[Segmentation dataset records]

● ● ● ● ●

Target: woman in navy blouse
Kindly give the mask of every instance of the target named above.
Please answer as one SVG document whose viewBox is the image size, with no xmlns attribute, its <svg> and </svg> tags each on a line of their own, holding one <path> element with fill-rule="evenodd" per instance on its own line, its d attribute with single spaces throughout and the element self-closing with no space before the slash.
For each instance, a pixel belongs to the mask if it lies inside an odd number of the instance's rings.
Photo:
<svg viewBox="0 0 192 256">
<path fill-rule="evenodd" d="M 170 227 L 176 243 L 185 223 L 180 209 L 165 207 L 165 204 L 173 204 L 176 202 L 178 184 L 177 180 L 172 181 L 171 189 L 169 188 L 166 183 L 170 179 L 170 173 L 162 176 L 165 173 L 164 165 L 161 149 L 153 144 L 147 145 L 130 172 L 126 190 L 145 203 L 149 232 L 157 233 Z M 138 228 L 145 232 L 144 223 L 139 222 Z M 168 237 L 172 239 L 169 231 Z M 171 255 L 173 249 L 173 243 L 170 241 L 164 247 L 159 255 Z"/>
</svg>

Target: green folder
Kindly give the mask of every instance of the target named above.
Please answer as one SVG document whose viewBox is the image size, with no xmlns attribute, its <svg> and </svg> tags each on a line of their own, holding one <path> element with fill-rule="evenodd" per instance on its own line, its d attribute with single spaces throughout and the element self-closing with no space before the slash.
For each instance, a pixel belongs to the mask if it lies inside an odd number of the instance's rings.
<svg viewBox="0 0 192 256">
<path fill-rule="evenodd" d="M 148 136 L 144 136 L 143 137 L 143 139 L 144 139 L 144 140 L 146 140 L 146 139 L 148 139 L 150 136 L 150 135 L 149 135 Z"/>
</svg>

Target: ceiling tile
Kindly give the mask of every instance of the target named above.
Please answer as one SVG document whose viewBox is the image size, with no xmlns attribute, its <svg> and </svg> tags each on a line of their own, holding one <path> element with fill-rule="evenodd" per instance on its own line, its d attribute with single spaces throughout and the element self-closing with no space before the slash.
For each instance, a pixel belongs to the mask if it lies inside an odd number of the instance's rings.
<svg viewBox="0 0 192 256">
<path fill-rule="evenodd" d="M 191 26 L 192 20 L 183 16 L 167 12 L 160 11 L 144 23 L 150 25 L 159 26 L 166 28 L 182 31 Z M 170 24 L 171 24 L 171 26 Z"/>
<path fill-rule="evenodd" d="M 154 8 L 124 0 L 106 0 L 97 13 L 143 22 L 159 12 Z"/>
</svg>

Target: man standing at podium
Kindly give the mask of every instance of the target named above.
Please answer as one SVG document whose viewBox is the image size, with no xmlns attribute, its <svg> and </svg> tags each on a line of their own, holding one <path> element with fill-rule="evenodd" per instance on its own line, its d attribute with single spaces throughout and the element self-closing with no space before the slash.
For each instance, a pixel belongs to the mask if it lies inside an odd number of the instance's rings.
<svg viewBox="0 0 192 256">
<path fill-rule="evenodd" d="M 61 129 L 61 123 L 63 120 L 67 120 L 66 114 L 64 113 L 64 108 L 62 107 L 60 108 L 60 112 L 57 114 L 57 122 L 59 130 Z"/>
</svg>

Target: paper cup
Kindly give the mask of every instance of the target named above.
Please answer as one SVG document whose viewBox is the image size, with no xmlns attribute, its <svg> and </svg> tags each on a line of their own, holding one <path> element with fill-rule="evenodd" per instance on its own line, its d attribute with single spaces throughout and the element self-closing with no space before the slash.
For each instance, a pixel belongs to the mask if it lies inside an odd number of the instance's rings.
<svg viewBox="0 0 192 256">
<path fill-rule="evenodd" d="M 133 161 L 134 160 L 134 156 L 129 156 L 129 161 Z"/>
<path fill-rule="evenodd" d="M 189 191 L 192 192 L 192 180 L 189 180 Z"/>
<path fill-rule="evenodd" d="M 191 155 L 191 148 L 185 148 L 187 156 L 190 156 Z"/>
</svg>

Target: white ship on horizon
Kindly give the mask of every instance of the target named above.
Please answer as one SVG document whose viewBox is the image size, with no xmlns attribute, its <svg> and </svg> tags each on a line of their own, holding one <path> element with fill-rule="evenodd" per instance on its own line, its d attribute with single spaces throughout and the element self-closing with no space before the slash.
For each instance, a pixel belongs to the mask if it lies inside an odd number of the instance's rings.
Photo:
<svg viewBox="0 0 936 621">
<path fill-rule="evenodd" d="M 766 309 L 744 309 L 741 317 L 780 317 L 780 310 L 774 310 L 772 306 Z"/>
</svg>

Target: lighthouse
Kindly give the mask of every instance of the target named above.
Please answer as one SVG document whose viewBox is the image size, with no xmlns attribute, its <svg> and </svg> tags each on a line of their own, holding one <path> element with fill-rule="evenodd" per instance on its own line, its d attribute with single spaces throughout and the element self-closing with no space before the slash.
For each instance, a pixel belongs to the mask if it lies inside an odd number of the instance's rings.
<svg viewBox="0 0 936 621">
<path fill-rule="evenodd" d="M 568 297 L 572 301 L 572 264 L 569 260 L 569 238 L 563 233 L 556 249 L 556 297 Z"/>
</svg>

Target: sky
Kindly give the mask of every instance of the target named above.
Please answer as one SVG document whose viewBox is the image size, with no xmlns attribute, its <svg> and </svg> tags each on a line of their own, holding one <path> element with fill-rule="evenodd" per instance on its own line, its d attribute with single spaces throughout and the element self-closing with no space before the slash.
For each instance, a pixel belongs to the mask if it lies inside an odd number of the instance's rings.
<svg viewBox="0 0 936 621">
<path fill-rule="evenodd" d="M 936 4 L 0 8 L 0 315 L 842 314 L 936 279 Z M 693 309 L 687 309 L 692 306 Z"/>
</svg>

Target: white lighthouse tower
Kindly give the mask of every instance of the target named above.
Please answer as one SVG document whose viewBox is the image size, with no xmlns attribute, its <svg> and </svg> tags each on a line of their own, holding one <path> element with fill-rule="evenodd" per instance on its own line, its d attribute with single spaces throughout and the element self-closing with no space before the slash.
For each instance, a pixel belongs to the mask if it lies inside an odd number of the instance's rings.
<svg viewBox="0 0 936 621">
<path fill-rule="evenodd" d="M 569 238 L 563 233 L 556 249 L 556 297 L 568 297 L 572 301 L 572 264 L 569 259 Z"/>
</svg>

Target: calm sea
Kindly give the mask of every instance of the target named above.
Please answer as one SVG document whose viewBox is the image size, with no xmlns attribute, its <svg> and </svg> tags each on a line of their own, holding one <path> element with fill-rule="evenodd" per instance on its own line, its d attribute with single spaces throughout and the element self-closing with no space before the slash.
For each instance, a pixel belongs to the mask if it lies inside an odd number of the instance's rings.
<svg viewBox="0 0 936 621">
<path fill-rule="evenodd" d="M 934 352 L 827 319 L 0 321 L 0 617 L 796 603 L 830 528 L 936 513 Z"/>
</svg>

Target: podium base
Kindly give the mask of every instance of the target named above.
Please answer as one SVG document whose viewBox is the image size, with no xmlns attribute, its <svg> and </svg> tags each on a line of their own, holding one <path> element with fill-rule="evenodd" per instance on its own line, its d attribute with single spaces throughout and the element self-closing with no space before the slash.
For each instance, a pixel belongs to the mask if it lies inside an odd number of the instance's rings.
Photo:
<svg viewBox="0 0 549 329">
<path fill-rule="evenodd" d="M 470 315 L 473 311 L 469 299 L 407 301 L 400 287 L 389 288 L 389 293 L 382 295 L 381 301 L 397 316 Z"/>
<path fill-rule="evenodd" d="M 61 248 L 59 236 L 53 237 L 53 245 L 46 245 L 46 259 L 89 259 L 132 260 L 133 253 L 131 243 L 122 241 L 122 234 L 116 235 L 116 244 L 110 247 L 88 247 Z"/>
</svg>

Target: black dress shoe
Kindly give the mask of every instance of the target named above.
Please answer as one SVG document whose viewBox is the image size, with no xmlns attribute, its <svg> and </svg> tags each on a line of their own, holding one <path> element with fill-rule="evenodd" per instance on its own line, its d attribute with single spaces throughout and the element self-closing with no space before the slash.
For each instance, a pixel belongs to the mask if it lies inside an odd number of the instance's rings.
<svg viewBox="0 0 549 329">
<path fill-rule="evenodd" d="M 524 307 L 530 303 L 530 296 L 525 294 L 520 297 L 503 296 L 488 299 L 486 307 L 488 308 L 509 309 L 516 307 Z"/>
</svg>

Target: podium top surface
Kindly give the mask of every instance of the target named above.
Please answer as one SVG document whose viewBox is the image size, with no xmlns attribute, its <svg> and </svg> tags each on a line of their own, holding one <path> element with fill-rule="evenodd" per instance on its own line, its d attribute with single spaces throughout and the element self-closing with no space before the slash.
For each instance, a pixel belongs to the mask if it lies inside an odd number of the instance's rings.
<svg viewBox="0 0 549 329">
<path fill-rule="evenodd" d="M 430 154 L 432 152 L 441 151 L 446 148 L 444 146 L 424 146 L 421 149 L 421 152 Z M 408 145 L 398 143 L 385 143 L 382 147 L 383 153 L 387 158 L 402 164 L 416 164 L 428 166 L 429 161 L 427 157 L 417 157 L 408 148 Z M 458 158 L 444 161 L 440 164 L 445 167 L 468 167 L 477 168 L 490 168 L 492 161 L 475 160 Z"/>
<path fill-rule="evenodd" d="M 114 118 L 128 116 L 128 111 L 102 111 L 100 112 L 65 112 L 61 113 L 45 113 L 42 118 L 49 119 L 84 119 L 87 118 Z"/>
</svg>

● ● ● ● ●

*Exercise description*.
Copy exactly the lines of the listing above, beginning at the line with "Target: podium top surface" and ending at its final line; write out nothing else.

*Response to the task*.
Target: podium top surface
Kindly give the mask of every instance of the target named above.
Please answer as one SVG document whose viewBox is the image size, with no xmlns attribute, its <svg> and </svg> tags each on a line of their own, holding one <path> element with fill-rule="evenodd" per instance on its own line, its d attribute with single spaces throughout and the element self-closing with no space before the slash.
For each instance, a pixel belongs to the mask if it lies inside an odd number of the instance's rings.
<svg viewBox="0 0 549 329">
<path fill-rule="evenodd" d="M 430 154 L 432 152 L 441 151 L 446 148 L 444 146 L 424 146 L 421 149 L 421 152 Z M 408 145 L 398 143 L 385 143 L 382 147 L 383 153 L 387 158 L 402 164 L 416 164 L 428 166 L 429 161 L 427 157 L 417 157 L 408 148 Z M 458 158 L 444 161 L 440 164 L 445 167 L 468 167 L 477 168 L 490 168 L 492 161 L 475 160 Z"/>
<path fill-rule="evenodd" d="M 114 118 L 128 116 L 128 111 L 102 111 L 100 112 L 65 112 L 61 113 L 45 113 L 42 118 L 49 119 L 84 119 L 87 118 Z"/>
</svg>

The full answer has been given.